- Referring expression pointing data -
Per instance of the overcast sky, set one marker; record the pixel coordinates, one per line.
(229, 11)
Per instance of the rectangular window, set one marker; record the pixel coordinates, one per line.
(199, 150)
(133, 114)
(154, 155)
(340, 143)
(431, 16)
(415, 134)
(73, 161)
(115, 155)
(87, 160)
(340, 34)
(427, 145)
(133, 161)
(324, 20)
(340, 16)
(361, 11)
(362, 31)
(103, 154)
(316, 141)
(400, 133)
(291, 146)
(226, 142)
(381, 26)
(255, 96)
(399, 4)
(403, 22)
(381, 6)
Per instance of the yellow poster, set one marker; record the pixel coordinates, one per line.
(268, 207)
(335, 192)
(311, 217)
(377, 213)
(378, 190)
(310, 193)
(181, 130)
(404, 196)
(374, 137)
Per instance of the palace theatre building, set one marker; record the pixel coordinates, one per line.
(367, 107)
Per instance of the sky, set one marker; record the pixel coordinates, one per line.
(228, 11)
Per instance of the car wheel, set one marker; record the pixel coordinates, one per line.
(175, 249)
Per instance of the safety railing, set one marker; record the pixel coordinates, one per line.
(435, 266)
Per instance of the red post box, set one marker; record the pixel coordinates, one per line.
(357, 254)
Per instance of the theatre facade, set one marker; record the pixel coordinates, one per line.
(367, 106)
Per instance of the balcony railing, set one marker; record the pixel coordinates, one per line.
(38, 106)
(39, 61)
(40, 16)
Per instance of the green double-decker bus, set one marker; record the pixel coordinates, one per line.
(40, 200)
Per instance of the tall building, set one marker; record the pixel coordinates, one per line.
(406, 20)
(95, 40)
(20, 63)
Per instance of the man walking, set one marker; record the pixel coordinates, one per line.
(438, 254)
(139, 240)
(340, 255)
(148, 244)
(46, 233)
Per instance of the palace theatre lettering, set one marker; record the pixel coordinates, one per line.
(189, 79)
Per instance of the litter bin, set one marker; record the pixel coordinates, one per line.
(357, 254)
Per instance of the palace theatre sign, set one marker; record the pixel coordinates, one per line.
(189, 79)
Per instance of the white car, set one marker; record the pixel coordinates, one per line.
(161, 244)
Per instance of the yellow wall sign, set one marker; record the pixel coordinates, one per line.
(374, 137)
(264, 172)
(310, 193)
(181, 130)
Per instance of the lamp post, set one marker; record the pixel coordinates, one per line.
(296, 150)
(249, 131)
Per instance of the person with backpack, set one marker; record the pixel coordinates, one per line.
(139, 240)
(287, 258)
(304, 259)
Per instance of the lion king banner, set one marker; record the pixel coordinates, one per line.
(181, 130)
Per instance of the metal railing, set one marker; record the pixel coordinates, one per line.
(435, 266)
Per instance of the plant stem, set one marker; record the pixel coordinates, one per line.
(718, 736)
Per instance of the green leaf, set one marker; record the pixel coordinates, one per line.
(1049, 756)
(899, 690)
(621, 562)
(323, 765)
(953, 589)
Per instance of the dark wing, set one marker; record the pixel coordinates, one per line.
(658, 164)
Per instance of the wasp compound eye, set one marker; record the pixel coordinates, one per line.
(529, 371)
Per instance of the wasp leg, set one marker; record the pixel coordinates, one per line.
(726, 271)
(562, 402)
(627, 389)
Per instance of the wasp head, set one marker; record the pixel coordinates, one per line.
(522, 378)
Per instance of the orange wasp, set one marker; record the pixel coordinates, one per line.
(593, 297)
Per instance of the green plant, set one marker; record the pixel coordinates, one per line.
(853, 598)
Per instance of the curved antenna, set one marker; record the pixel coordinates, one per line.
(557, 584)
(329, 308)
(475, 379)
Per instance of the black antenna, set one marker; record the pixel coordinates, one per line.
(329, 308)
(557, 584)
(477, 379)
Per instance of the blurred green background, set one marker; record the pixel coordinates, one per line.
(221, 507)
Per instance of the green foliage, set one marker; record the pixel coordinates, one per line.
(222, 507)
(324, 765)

- Work item -
Output exactly the lines of the data that run from the one containing "Per instance of the white" to the very last line, and no others.

- Result -
Per instance of the white car, set one marker; record the pixel coordinates, one per line.
(161, 244)
Per instance of the yellow wall sign, set one marker; record the pixel coordinates, one per line.
(374, 137)
(264, 172)
(310, 193)
(181, 130)
Per instance of the lamp post, set one marker; record the pixel coordinates, one per line.
(296, 150)
(249, 131)
Per instance of the person with backpack, set one marker; record the pixel coordinates, one per line.
(139, 240)
(287, 258)
(304, 259)
Per instance of the lion king banner, set one marker; record the pixel coordinates, one per line.
(181, 130)
Per instance of the metal railing, set one marker; record the pixel coordinates, one per line.
(435, 266)
Per instance of the plant stem, set one marker; record the pixel coordinates, one per line.
(718, 736)
Per instance of the green leaf, set one marker; record the pixel coordinates, one per line.
(1049, 756)
(899, 690)
(621, 562)
(323, 765)
(953, 589)
Per instance of the dark wing, set one marker; record the pixel coordinates, one per line.
(658, 164)
Per instance of the wasp compound eye, set one marker; record the pixel coordinates, one per line.
(529, 371)
Per instance of the wasp leg, set one marker; record the pixel coordinates, one per line.
(726, 271)
(562, 402)
(627, 389)
Per instance of the wasp head, set one marker; record the pixel coordinates, one per line.
(522, 378)
Per instance of the orange wasp, set one marker; record the pixel coordinates, one per line.
(593, 297)
Per instance of the green plant, set one marker; record the pixel coordinates, one per line.
(853, 598)
Per instance of the curved antenna, set one marker; record the pixel coordinates, one per line.
(557, 584)
(329, 308)
(475, 379)
Per instance of the black antenna, set one marker; record the pixel coordinates, one per line.
(329, 308)
(557, 584)
(477, 379)
Per instance of the blurred green background, set one marker; record the pixel coordinates, one per line.
(221, 507)
Per instance of the green foliage, set one marker; record the pixel coordinates, one per line.
(222, 507)
(324, 765)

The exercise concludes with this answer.